# Wat je doet
Zet elke regel van het materiaal hieronder om in een Markdown-tabel met de kolommen Nr en Regel. Laat lege regels weg.

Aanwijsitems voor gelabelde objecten
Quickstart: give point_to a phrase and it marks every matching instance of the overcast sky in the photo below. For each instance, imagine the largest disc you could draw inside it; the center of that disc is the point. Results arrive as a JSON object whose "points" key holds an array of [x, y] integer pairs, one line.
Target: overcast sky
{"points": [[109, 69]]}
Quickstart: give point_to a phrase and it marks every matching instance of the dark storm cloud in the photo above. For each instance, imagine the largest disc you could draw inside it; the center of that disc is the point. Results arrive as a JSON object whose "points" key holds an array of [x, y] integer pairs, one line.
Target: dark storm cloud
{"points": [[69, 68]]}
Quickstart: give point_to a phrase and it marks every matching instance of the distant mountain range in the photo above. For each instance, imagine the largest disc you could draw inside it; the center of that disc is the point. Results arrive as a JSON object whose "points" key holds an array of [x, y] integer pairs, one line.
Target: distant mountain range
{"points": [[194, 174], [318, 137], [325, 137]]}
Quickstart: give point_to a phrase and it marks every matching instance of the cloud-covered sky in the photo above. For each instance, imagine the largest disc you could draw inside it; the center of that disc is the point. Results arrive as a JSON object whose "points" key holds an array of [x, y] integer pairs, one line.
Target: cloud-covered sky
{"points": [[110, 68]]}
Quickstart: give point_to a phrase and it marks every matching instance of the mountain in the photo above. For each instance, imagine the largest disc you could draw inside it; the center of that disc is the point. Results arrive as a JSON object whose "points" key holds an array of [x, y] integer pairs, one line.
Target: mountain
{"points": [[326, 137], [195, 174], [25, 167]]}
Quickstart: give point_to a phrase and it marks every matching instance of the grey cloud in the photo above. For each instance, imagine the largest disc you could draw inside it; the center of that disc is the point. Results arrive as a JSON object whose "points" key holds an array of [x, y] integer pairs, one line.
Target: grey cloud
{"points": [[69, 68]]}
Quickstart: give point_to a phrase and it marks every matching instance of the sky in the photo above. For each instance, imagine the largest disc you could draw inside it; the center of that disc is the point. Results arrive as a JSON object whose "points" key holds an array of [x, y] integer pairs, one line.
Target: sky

# Volledige uitwerking
| Nr | Regel |
|---|---|
| 1 | Quickstart: give point_to a phrase and it marks every matching instance of the overcast sky in the photo below. For each instance, imagine the largest disc you could draw inside it; the center of that disc is the point. Results arrive as a JSON object whose "points" key holds an array of [x, y] integer pairs, one line. |
| 2 | Target: overcast sky |
| 3 | {"points": [[109, 69]]} |
| 4 | Quickstart: give point_to a phrase and it marks every matching instance of the dark storm cloud in the photo above. For each instance, imagine the largest disc you could draw inside it; the center of that disc is the point. Results arrive as a JSON object whose "points" key holds an array of [x, y] integer pairs, one line. |
| 5 | Target: dark storm cloud |
| 6 | {"points": [[69, 68]]} |
| 7 | Quickstart: give point_to a phrase and it marks every matching instance of the distant mountain range in the photo above. For each instance, imagine the largest disc you could draw inside it; the center of that disc is the point. Results arrive as a JSON object whose "points" key holds an array of [x, y] integer pairs, one line. |
| 8 | Target: distant mountain range |
| 9 | {"points": [[194, 174], [318, 137], [325, 137]]} |
| 10 | Quickstart: give point_to a phrase and it marks every matching instance of the cloud-covered sky in the photo above. For each instance, imagine the largest disc you could draw inside it; the center of that disc is the point. Results arrive as a JSON object whose "points" key holds an array of [x, y] integer pairs, one line. |
| 11 | Target: cloud-covered sky |
| 12 | {"points": [[110, 68]]} |
| 13 | Quickstart: give point_to a phrase and it marks every matching instance of the mountain in the photo above. For each instance, imagine the largest disc you could draw inside it; the center of that disc is the point. Results arrive as a JSON object whose "points" key holds an array of [x, y] integer pairs, one line. |
| 14 | Target: mountain |
| 15 | {"points": [[326, 137], [195, 174], [25, 167]]} |
| 16 | Quickstart: give point_to a phrase and it marks every matching instance of the grey cloud in the photo above. For each instance, imagine the largest disc you could draw inside it; the center of that disc is the point. Results arrive as a JSON object whose "points" key holds an array of [x, y] integer pairs, one line. |
| 17 | Target: grey cloud |
| 18 | {"points": [[69, 68]]} |
| 19 | Quickstart: give point_to a phrase and it marks every matching instance of the sky in the photo above. For each instance, imagine the largest disc you could draw inside it; the center of that disc is the point. Results arrive as a JSON object whose "points" key holds an array of [x, y] integer pairs, one line. |
| 20 | Target: sky |